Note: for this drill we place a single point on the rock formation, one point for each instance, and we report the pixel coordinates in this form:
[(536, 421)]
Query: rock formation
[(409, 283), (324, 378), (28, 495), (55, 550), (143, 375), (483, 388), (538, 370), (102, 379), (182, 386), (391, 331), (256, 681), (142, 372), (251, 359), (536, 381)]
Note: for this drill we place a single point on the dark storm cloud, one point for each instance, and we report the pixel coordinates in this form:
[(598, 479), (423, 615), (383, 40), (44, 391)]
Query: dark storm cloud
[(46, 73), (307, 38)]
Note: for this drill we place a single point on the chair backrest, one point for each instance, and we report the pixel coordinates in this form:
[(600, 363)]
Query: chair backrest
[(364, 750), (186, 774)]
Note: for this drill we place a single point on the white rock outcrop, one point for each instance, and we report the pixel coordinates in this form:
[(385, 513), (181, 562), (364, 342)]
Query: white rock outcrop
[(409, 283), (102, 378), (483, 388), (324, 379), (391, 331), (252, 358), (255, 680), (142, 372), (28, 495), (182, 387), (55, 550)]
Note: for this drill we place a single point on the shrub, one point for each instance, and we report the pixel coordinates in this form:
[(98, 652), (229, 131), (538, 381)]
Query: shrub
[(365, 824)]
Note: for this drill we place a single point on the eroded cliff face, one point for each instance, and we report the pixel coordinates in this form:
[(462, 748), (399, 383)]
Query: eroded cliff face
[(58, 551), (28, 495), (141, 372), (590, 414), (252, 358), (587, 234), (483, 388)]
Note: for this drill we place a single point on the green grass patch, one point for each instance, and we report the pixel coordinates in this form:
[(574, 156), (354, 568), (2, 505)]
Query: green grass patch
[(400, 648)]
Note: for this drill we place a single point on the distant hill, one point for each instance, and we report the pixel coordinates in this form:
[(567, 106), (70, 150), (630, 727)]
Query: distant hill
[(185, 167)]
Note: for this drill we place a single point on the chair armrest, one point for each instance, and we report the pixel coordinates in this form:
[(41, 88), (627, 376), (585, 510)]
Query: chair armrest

┄┄┄┄┄┄┄┄┄┄

Repeat every entry exactly as written above.

Note: for this drill we place a single point on the rock formation, one point for each instance, and we report the pixel coordinates in this form:
[(536, 421)]
Query: rock formation
[(409, 283), (324, 378), (28, 495), (55, 550), (143, 375), (483, 388), (538, 370), (102, 379), (182, 386), (391, 331), (256, 681), (142, 372), (251, 359), (536, 381)]
Note: for this drill we place a single point on the dark storm cloud, one point for each instance, and we report the pixel coordinates in this form:
[(598, 479), (423, 615), (383, 40), (44, 391)]
Query: dark storm cloud
[(46, 73), (307, 38)]
Note: for this drill we place a single point on the chair backrest, one point for each instance, and we report the pixel coordinates in this form:
[(600, 363)]
Query: chair backrest
[(364, 750), (186, 774)]
Note: for this drill we place a single point on the white rock outcrop, one point for each instance, and we report the pixel coordinates in this form:
[(385, 513), (181, 562), (364, 342)]
Query: white rock outcrop
[(409, 283), (102, 378), (483, 388), (324, 379), (391, 331), (252, 358), (255, 680), (142, 372), (28, 495), (182, 387), (55, 550)]
Note: for this drill we place a single point on the shrub, one point for each instance, and we report the pixel coordinates in this form:
[(98, 652), (229, 131), (538, 381)]
Query: shrub
[(365, 824)]
Note: for this drill we place a single point on the eroded cliff face, one point for each instance, and we report the pixel coordinates in this form:
[(462, 748), (399, 383)]
Query: eroded cliff face
[(58, 551), (28, 495), (141, 372), (590, 414), (252, 358), (587, 234), (483, 388)]
Note: for this drill we place a single point on the green grass patch, one point for each instance, and we report the pixel coordinates in this form:
[(574, 156), (354, 568), (2, 505)]
Query: green grass patch
[(400, 648)]
Note: for this drill we place a single point on the distant hill, one point for each instance, and we report the pixel coordinates in this form:
[(567, 106), (70, 150), (630, 727)]
Query: distant hill
[(185, 167)]
Note: for this drill we place a single point on the chair armrest, one point for each instance, and we report the pixel coordinates in this form:
[(41, 88), (627, 376), (585, 510)]
Query: chair armrest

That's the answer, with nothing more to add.